(Records from a dataset)
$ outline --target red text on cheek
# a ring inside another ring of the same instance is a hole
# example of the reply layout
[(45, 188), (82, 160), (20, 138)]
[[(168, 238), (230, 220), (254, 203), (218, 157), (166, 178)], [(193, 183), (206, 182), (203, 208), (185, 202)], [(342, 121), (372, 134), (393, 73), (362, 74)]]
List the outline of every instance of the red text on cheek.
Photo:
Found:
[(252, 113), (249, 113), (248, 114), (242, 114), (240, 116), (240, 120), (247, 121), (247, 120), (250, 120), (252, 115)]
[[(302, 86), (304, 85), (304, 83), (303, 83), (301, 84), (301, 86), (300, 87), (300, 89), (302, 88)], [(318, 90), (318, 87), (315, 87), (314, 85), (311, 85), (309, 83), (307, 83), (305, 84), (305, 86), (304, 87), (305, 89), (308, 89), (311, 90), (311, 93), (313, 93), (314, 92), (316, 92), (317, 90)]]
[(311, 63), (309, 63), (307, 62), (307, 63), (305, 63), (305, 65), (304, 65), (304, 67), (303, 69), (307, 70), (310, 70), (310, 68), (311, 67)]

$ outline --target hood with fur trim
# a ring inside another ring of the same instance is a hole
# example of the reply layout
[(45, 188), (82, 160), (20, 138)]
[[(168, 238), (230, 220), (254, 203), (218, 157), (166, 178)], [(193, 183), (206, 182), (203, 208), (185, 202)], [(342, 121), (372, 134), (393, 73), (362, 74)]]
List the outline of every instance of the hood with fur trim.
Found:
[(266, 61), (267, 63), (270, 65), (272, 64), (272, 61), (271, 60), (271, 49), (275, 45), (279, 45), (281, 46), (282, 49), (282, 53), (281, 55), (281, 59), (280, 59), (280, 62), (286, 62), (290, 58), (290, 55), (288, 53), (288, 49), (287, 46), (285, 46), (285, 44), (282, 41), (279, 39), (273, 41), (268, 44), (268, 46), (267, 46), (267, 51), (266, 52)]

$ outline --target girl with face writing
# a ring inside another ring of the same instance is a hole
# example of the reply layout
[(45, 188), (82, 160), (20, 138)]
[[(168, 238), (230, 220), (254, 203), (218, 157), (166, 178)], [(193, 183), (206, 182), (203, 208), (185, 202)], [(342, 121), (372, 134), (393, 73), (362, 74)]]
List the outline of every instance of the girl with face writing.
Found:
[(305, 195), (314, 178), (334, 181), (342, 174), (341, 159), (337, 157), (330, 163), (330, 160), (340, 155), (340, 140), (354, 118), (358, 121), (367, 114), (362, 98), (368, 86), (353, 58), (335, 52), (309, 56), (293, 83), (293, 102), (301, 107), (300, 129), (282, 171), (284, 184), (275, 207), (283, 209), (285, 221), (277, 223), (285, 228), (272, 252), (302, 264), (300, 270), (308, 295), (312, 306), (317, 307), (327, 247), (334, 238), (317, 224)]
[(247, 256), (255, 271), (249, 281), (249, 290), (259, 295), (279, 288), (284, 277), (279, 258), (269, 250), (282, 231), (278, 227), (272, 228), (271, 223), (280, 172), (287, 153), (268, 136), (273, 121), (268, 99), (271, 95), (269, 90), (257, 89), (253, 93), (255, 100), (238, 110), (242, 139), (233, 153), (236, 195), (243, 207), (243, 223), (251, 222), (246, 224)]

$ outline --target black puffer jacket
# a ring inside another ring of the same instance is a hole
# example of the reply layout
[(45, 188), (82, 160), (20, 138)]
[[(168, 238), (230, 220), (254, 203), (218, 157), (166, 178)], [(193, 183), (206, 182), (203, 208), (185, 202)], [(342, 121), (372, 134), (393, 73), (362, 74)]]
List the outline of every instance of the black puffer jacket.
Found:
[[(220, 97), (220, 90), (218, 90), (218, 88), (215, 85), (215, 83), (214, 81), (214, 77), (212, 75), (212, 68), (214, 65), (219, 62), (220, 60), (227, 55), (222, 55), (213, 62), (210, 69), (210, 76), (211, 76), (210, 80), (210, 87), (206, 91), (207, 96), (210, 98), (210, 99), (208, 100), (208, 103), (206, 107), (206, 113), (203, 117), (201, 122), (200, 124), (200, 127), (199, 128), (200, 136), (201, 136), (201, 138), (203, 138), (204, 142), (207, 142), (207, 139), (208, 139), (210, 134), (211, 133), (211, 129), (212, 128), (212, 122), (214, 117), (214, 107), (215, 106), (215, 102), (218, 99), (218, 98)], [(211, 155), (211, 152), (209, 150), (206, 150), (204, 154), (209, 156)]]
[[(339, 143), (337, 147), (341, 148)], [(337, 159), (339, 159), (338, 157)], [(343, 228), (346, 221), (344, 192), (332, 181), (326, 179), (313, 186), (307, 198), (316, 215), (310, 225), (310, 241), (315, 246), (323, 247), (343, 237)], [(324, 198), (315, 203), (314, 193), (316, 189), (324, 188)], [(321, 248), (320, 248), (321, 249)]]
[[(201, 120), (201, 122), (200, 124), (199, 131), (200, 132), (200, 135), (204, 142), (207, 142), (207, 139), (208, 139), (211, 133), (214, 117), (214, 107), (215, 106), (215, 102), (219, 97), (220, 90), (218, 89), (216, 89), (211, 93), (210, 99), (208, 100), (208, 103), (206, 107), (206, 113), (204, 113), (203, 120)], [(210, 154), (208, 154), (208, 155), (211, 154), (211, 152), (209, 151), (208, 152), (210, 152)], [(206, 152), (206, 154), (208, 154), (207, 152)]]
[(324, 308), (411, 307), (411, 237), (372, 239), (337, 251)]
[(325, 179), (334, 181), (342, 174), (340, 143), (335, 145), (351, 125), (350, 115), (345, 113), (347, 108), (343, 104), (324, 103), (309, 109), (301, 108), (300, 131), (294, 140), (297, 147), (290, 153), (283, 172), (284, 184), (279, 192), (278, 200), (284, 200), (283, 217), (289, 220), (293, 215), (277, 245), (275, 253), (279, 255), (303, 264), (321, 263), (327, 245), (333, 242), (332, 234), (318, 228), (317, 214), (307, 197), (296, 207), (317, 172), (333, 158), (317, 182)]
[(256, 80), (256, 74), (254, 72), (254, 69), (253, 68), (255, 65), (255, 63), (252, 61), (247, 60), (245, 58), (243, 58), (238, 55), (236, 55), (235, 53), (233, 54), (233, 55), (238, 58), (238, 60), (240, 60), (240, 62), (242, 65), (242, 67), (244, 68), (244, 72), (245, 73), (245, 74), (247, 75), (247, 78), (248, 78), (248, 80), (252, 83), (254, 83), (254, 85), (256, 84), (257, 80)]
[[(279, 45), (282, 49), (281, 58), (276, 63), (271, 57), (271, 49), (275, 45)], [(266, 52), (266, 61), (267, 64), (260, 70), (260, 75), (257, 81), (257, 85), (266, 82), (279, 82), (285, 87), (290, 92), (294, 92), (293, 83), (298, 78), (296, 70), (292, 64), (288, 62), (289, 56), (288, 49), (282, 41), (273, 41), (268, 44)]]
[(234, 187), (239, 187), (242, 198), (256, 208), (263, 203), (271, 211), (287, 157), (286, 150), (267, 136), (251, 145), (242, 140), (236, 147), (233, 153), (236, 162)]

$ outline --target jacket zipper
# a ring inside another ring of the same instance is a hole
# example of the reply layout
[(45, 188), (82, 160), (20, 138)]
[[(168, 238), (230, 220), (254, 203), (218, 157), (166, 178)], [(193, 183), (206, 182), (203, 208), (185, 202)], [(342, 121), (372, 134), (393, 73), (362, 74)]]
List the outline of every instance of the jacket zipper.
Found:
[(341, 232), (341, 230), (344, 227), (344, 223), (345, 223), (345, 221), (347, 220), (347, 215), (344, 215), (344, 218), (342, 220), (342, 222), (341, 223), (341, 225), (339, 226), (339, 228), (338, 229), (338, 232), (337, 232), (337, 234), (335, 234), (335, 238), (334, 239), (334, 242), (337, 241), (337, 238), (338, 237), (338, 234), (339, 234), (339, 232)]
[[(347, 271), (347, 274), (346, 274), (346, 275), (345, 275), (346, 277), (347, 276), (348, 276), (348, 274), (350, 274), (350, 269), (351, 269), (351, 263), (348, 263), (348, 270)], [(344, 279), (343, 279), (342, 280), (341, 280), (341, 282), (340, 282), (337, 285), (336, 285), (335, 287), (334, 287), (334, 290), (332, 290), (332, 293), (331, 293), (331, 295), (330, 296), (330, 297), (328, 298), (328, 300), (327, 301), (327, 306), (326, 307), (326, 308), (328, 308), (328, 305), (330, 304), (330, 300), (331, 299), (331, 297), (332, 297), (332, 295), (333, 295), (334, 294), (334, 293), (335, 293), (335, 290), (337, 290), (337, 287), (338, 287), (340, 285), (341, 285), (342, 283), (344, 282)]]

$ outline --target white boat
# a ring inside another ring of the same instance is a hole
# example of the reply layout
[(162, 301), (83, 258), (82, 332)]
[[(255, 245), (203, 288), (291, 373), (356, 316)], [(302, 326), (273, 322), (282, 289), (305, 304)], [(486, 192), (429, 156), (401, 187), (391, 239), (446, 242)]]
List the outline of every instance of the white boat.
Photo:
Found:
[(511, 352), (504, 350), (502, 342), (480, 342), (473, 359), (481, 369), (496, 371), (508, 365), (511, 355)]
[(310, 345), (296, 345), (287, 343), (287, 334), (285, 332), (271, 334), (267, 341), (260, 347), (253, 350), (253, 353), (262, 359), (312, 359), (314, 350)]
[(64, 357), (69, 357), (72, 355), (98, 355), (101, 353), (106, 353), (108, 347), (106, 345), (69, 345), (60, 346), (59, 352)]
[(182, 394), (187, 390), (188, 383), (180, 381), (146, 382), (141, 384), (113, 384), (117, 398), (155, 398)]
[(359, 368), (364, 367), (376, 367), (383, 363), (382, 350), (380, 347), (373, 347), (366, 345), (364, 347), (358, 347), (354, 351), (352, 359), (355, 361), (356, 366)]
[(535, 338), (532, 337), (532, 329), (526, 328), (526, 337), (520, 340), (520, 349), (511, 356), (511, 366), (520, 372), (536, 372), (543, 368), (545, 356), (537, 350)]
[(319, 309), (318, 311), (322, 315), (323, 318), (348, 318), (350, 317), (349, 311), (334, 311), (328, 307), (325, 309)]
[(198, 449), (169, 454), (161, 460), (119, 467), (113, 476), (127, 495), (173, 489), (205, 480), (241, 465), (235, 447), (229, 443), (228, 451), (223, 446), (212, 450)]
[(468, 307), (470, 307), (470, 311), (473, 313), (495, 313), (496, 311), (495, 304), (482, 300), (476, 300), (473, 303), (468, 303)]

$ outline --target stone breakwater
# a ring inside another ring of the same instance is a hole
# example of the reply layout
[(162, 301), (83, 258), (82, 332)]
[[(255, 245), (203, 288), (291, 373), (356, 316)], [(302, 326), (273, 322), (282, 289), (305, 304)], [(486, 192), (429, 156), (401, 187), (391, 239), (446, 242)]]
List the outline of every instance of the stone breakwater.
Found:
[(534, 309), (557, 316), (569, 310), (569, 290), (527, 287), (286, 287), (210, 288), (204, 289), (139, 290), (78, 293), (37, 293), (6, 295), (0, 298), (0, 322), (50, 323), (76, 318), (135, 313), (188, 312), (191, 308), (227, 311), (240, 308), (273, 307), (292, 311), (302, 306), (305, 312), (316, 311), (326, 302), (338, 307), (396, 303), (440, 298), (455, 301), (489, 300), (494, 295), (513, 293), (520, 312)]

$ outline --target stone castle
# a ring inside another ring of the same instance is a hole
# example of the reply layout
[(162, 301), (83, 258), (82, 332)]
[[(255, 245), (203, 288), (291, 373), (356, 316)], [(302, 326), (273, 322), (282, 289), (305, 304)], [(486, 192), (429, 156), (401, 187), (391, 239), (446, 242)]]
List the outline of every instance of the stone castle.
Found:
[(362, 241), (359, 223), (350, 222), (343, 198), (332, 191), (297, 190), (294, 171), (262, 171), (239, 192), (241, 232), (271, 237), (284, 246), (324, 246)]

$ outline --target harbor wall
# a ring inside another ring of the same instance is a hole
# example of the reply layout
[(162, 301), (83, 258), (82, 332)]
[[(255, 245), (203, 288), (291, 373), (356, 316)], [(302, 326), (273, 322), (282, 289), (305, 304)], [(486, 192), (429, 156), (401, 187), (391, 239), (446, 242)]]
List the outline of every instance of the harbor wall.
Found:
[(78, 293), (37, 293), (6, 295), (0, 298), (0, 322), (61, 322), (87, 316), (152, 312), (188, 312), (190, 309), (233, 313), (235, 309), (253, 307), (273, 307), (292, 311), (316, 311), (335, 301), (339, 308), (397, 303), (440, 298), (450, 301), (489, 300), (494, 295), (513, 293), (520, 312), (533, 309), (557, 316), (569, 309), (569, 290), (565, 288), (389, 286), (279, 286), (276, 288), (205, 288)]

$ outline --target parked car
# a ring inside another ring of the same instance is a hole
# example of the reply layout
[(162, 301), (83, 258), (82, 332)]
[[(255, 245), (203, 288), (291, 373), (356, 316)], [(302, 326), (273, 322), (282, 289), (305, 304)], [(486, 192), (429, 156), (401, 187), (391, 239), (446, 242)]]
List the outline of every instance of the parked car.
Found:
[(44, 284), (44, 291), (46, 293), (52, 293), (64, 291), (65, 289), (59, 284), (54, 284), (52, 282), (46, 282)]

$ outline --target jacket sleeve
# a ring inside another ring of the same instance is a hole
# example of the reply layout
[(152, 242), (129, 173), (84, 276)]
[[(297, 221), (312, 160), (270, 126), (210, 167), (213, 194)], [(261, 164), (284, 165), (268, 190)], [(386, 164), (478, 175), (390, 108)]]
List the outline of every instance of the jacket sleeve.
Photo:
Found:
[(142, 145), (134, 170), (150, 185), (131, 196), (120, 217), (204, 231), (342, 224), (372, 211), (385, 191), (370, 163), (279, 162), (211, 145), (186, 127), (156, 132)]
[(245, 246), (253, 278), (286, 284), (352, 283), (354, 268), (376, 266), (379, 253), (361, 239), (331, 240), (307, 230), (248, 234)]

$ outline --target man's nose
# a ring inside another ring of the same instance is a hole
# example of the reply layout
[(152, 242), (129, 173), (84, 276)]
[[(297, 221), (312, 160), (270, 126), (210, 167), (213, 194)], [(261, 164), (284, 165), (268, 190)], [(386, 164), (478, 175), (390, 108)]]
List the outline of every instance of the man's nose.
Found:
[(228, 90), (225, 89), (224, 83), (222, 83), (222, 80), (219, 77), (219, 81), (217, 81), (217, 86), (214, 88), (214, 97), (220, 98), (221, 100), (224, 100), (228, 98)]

[Prompt]
Pull out the lines of the records above word for word, starting with the line that contains "--target man's nose" and going on through the last line of the records.

[Answer to this task]
$ outline --target man's nose
# a ring inside another ring of the same instance is a hole
# example of the reply layout
[(152, 242), (129, 173), (84, 276)]
[[(297, 221), (312, 160), (270, 126), (210, 167), (213, 194)], [(261, 164), (284, 165), (268, 190)], [(386, 164), (478, 175), (390, 108)]]
List the outline of every instance of the man's nose.
Found:
[(228, 90), (225, 89), (224, 83), (222, 83), (222, 80), (219, 77), (219, 81), (217, 81), (217, 86), (214, 88), (214, 97), (220, 98), (221, 100), (224, 100), (228, 98)]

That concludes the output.